INPUT ROWS
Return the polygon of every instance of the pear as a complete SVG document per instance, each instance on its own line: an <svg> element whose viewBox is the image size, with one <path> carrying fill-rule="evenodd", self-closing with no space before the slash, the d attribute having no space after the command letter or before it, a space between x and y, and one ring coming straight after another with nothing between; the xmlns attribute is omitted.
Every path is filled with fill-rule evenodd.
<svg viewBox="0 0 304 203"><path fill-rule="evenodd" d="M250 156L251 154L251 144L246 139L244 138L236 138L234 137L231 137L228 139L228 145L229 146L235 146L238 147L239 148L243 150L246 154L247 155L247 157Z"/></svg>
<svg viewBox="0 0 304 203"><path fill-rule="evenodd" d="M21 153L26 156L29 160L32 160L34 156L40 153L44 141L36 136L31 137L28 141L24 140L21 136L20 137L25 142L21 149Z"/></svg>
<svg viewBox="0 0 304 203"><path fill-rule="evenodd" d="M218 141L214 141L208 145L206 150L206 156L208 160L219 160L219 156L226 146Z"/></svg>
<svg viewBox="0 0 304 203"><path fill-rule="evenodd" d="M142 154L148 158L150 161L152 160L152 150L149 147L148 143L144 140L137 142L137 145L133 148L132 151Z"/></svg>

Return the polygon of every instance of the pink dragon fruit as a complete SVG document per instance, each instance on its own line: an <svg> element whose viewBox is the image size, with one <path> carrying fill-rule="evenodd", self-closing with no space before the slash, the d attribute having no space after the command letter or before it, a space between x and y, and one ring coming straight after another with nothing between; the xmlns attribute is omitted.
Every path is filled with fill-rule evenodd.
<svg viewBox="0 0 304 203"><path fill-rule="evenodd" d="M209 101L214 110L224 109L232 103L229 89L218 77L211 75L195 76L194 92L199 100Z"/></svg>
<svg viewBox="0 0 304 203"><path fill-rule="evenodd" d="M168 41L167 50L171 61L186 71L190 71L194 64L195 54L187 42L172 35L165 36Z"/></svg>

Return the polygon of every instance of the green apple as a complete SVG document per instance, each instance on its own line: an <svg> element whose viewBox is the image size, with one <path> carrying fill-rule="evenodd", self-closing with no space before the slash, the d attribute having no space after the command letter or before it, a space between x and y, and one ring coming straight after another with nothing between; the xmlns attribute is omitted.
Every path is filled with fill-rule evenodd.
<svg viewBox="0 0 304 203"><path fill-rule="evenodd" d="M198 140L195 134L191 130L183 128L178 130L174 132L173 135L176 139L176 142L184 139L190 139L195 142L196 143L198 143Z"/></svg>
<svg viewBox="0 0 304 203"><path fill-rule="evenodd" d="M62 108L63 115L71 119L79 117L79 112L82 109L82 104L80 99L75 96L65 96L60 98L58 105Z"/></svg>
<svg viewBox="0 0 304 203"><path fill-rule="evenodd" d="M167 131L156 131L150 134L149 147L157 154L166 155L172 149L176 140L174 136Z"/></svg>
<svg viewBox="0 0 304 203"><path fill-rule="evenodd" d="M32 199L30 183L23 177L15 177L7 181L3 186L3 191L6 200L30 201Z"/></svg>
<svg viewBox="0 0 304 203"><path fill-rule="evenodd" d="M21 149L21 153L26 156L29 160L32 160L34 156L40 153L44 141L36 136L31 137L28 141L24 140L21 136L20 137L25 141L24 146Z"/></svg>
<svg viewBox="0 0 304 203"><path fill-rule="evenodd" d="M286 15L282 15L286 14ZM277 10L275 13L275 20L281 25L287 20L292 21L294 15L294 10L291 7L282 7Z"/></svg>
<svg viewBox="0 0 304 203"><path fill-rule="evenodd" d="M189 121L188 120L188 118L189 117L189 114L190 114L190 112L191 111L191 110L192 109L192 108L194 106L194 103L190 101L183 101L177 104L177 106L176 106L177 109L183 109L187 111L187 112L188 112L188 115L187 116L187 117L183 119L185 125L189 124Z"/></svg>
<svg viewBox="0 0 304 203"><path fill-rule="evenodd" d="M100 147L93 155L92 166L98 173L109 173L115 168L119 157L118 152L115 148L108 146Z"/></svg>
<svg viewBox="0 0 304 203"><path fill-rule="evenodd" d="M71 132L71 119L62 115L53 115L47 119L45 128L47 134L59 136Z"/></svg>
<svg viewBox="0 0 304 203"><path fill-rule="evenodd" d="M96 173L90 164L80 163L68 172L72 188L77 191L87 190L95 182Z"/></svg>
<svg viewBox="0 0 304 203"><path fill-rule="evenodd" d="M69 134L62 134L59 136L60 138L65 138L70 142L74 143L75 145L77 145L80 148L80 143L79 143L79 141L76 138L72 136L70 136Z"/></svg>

WHAT THE TASK REQUIRES
Print all of the material above again, character for character, with nothing changed, added, or left out.

COMPLETE OUTPUT
Return the polygon of every instance of the pear as a complete SVG document per instance, each instance on its own line: an <svg> element whose viewBox is the image size, with one <path> carrying fill-rule="evenodd", self-closing with no space before the slash, the d attribute having no space after the command letter or before it, a space between x and y, and one ring coming straight after another with nothing between; the xmlns attribute is omitted.
Every path is filled with fill-rule evenodd.
<svg viewBox="0 0 304 203"><path fill-rule="evenodd" d="M250 156L251 154L251 144L246 139L244 138L236 138L234 137L231 137L228 139L228 145L229 146L235 146L238 147L239 148L243 150L246 154L247 155L247 157Z"/></svg>
<svg viewBox="0 0 304 203"><path fill-rule="evenodd" d="M21 153L26 156L29 160L32 160L34 156L40 153L44 141L36 136L31 137L28 141L24 140L21 136L20 137L25 142L21 149Z"/></svg>
<svg viewBox="0 0 304 203"><path fill-rule="evenodd" d="M218 141L214 141L208 145L206 150L206 156L208 160L219 160L219 156L226 146Z"/></svg>
<svg viewBox="0 0 304 203"><path fill-rule="evenodd" d="M142 154L148 158L150 161L152 160L152 150L149 147L148 143L144 140L137 142L137 145L133 148L132 151Z"/></svg>

Return the polygon of every instance of the pink dragon fruit as a complete SVG document per instance, each instance on its own line: an <svg> element whose viewBox is the image size, with one <path> carrying fill-rule="evenodd", self-closing with no space before the slash, the d attribute having no space after the command letter or before it, a space between x and y, and one ring coming straight after another with nothing between; the xmlns attribute is omitted.
Every path is filled with fill-rule evenodd.
<svg viewBox="0 0 304 203"><path fill-rule="evenodd" d="M209 101L214 110L224 109L232 103L229 89L218 77L211 75L195 76L194 92L199 100Z"/></svg>
<svg viewBox="0 0 304 203"><path fill-rule="evenodd" d="M168 41L167 50L171 61L186 71L190 71L194 64L195 54L187 42L172 35L165 36Z"/></svg>

Return the polygon of every instance of the green apple as a complete SVG document per instance, each instance on its own line: an <svg> element whose viewBox is the image size, with one <path> carrying fill-rule="evenodd", self-closing with no space before the slash, the d attribute having no space after the command letter or before it, a space between x and y, and one ring coming straight after another with nothing between; the xmlns attribute is omitted.
Every path is filled with fill-rule evenodd.
<svg viewBox="0 0 304 203"><path fill-rule="evenodd" d="M198 140L195 134L191 130L183 128L178 130L174 132L173 135L176 139L176 142L184 139L190 139L195 142L196 143L198 143Z"/></svg>
<svg viewBox="0 0 304 203"><path fill-rule="evenodd" d="M62 108L63 115L71 119L79 117L79 112L82 109L82 104L80 99L75 96L65 96L60 98L58 105Z"/></svg>
<svg viewBox="0 0 304 203"><path fill-rule="evenodd" d="M167 131L156 131L150 134L149 147L157 154L166 155L172 149L176 140L174 136Z"/></svg>
<svg viewBox="0 0 304 203"><path fill-rule="evenodd" d="M32 199L30 183L23 177L15 177L7 181L3 186L3 191L6 200L30 201Z"/></svg>
<svg viewBox="0 0 304 203"><path fill-rule="evenodd" d="M21 149L21 153L26 156L29 160L32 160L34 156L40 153L44 141L36 136L31 137L28 141L24 140L21 136L20 137L25 141L24 146Z"/></svg>
<svg viewBox="0 0 304 203"><path fill-rule="evenodd" d="M286 15L282 15L286 14ZM277 10L275 13L275 20L281 25L287 20L292 21L294 15L294 10L291 7L282 7Z"/></svg>
<svg viewBox="0 0 304 203"><path fill-rule="evenodd" d="M189 121L188 120L188 118L189 117L189 114L190 114L190 112L191 111L191 110L192 109L192 108L194 106L194 103L190 101L183 101L177 104L177 106L176 106L177 109L183 109L187 111L187 112L188 112L188 115L187 116L187 117L183 119L185 125L189 124Z"/></svg>
<svg viewBox="0 0 304 203"><path fill-rule="evenodd" d="M100 147L93 155L92 166L98 173L109 173L115 168L119 157L118 152L115 148L108 146Z"/></svg>
<svg viewBox="0 0 304 203"><path fill-rule="evenodd" d="M71 132L71 119L62 115L53 115L47 119L45 128L47 134L59 136Z"/></svg>
<svg viewBox="0 0 304 203"><path fill-rule="evenodd" d="M96 173L90 164L80 163L68 172L72 188L77 191L87 190L95 182Z"/></svg>
<svg viewBox="0 0 304 203"><path fill-rule="evenodd" d="M69 134L62 134L59 136L60 138L65 138L70 142L74 143L75 145L77 145L80 148L80 143L79 143L79 141L76 138L72 136L70 136Z"/></svg>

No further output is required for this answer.